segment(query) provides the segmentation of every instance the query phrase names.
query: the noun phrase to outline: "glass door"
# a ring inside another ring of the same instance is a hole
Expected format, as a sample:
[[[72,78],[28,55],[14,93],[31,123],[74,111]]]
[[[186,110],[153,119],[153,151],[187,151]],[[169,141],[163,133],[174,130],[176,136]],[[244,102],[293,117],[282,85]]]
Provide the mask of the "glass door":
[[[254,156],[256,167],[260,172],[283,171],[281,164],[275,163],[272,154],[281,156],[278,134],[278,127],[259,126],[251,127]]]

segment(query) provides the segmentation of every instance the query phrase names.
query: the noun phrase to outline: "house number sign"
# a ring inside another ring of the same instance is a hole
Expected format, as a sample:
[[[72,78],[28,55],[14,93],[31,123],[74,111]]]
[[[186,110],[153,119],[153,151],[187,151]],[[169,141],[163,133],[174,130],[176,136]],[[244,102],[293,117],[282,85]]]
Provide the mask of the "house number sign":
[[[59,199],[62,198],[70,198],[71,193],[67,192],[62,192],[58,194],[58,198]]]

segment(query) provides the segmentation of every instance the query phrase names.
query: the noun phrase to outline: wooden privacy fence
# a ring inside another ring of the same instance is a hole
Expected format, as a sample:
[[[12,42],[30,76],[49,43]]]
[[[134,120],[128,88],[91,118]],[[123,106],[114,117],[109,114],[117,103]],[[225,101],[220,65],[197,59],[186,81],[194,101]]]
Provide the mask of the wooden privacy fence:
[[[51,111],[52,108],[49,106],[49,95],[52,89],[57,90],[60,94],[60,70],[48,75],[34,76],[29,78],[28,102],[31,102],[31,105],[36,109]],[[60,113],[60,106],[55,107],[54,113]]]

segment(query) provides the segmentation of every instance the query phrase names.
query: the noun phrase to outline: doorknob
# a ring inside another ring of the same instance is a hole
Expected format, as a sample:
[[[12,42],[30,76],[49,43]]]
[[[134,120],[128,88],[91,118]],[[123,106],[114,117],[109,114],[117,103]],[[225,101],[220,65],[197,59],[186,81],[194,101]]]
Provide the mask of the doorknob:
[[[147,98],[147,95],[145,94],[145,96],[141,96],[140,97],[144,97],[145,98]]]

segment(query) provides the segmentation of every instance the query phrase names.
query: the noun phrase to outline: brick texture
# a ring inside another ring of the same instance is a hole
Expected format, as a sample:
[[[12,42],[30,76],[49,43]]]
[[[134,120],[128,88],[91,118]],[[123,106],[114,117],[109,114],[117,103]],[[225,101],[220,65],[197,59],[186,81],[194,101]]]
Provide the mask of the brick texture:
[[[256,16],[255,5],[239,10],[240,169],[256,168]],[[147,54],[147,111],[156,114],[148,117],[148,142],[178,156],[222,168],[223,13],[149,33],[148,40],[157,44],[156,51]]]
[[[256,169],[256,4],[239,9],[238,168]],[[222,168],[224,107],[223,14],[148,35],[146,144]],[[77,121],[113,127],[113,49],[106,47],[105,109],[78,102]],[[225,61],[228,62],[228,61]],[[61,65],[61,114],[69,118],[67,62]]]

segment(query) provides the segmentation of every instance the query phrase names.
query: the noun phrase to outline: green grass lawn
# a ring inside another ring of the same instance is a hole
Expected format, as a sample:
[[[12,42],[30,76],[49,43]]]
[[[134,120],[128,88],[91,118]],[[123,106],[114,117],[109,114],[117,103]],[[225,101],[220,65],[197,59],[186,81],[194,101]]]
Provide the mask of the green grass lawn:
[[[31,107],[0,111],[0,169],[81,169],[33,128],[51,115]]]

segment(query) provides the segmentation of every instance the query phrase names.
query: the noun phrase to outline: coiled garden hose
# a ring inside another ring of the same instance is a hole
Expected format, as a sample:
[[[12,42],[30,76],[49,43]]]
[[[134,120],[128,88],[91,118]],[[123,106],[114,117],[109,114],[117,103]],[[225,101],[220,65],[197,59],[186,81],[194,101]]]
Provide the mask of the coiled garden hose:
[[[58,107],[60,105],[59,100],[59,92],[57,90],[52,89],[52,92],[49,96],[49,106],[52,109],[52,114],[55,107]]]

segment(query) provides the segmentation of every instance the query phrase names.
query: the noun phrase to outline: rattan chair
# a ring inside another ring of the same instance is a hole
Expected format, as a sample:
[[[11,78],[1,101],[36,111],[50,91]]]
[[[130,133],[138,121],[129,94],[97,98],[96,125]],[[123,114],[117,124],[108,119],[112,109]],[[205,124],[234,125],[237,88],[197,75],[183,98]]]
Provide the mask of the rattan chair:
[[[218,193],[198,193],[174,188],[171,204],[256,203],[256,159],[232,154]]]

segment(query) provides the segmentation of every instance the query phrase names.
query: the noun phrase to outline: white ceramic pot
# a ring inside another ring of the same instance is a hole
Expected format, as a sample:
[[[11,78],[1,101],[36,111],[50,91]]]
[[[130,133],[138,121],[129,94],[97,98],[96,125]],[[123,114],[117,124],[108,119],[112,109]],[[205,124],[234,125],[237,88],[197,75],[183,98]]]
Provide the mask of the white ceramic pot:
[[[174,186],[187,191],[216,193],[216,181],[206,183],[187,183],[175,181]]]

Exercise goal: Retype all the records, matching them exactly.

Result below:
segment(query) provides the segmentation of every instance the query phrase names.
query: the noun phrase to outline: "glass door"
# a ring inside another ring of the same instance is a hole
Expected format, as a sample:
[[[72,78],[28,55],[14,93],[31,123],[74,111]]]
[[[186,110],[153,119],[153,151],[187,151]],[[169,141],[163,133],[174,130],[176,136]],[[244,102],[293,117],[282,85]]]
Provide the mask of the "glass door":
[[[254,156],[256,167],[260,172],[283,171],[281,164],[275,163],[272,154],[281,156],[278,134],[278,127],[259,126],[251,127]]]

segment(query) provides the segmentation of every instance the query phrase names.
query: the noun phrase to outline: "house number sign"
# a ring inside another ring of the same instance is a hole
Expected format, as a sample:
[[[72,78],[28,55],[14,93],[31,123],[74,111]]]
[[[186,110],[153,119],[153,151],[187,151]],[[169,141],[163,133],[174,130],[176,136]],[[244,102],[293,117],[282,85]]]
Provide the mask of the "house number sign":
[[[59,199],[62,198],[70,198],[71,193],[67,192],[62,192],[58,194],[58,198]]]

segment(query) provides the segmentation of every instance the query phrase names.
query: the noun phrase to outline: wooden privacy fence
# a ring inside another ring of the same instance is a hole
Expected format, as a sample:
[[[12,42],[30,76],[49,43]]]
[[[134,120],[128,88],[91,118]],[[123,106],[114,117],[109,114],[117,103]],[[225,101],[220,65],[197,59],[186,81],[194,101]]]
Provide the mask of the wooden privacy fence:
[[[51,111],[52,108],[49,106],[49,95],[52,89],[57,90],[60,94],[60,70],[48,75],[34,76],[29,78],[28,102],[31,102],[31,105],[36,109]],[[60,113],[60,106],[55,107],[54,113]]]

segment(query) provides the segmentation of every instance the query phrase names.
query: the noun phrase to outline: doorknob
# a ring inside another ring of the same instance is a hole
Expected format, as a sample:
[[[12,42],[30,76],[49,43]]]
[[[134,120],[128,88],[91,118]],[[123,106],[114,117],[109,114],[117,103]],[[225,101],[220,65],[197,59],[186,81],[194,101]]]
Provide the mask of the doorknob:
[[[147,98],[147,95],[145,94],[145,96],[141,96],[140,97],[144,97],[145,98]]]

segment(query) provides the segmentation of every instance the query phrase names.
query: the noun phrase to outline: brick texture
# a ring inside another ring of the same instance is a hole
Expected format, as a sample:
[[[12,42],[30,76],[49,43]]]
[[[134,120],[128,88],[91,118]],[[123,106],[114,117],[109,114],[117,103]],[[225,101],[220,65],[197,59],[186,81],[194,101]]]
Provide the mask of the brick texture:
[[[256,16],[255,5],[239,10],[240,169],[256,168]],[[147,54],[147,111],[156,114],[148,117],[148,142],[178,156],[222,168],[223,13],[149,33],[148,40],[157,44],[156,51]]]
[[[256,169],[256,4],[239,9],[238,168]],[[222,168],[224,107],[223,14],[148,35],[146,144]],[[77,121],[113,127],[113,49],[106,47],[105,109],[78,102]],[[225,61],[228,62],[228,61]],[[61,65],[61,114],[69,118],[67,62]]]

segment(query) provides the segmentation of every instance the query phrase names.
query: the noun phrase to outline: green grass lawn
# a ring inside another ring of the same instance is a hole
Expected format, as a sample:
[[[12,42],[30,76],[49,43]]]
[[[134,120],[128,88],[91,118]],[[123,106],[114,117],[109,114],[117,103]],[[225,101],[220,65],[197,59],[186,81],[194,101]]]
Provide the mask of the green grass lawn:
[[[31,107],[0,111],[0,169],[81,169],[33,128],[51,115]]]

segment(query) provides the segmentation of every instance the query phrase names.
query: the noun phrase to outline: coiled garden hose
# a ring inside another ring of the same instance is a hole
Expected format, as a sample:
[[[12,42],[30,76],[49,43]]]
[[[134,120],[128,88],[91,118]],[[123,106],[114,117],[109,114],[117,103]],[[225,101],[220,65],[197,59],[186,81],[194,101]]]
Provide the mask of the coiled garden hose:
[[[58,107],[60,105],[59,100],[59,92],[57,90],[52,89],[52,92],[49,96],[49,106],[52,109],[52,114],[55,107]]]

segment(query) provides the segmentation of every instance the query phrase names.
query: the noun phrase to outline: rattan chair
# a ring inside another ring of the same instance is a hole
Expected format, as a sample:
[[[11,78],[1,101],[36,111],[50,91]]]
[[[130,133],[138,121],[129,94],[97,98],[96,125]],[[123,114],[117,124],[108,119],[112,109]],[[205,124],[234,125],[237,88],[197,75],[183,98]]]
Provide the mask of the rattan chair:
[[[218,193],[198,193],[174,188],[171,204],[256,203],[256,159],[232,154]]]

segment(query) provides the segmentation of every instance the query phrase names.
query: the noun phrase to outline: white ceramic pot
# a ring inside another ring of the same instance is a hole
Expected format, as a sample:
[[[11,78],[1,101],[36,111],[50,91]]]
[[[130,133],[138,121],[129,94],[97,98],[96,125]],[[123,114],[117,124],[108,119],[112,109]],[[205,124],[234,125],[237,88],[197,75],[183,98]]]
Provide the mask of the white ceramic pot:
[[[174,186],[187,191],[216,193],[216,181],[206,183],[187,183],[175,181]]]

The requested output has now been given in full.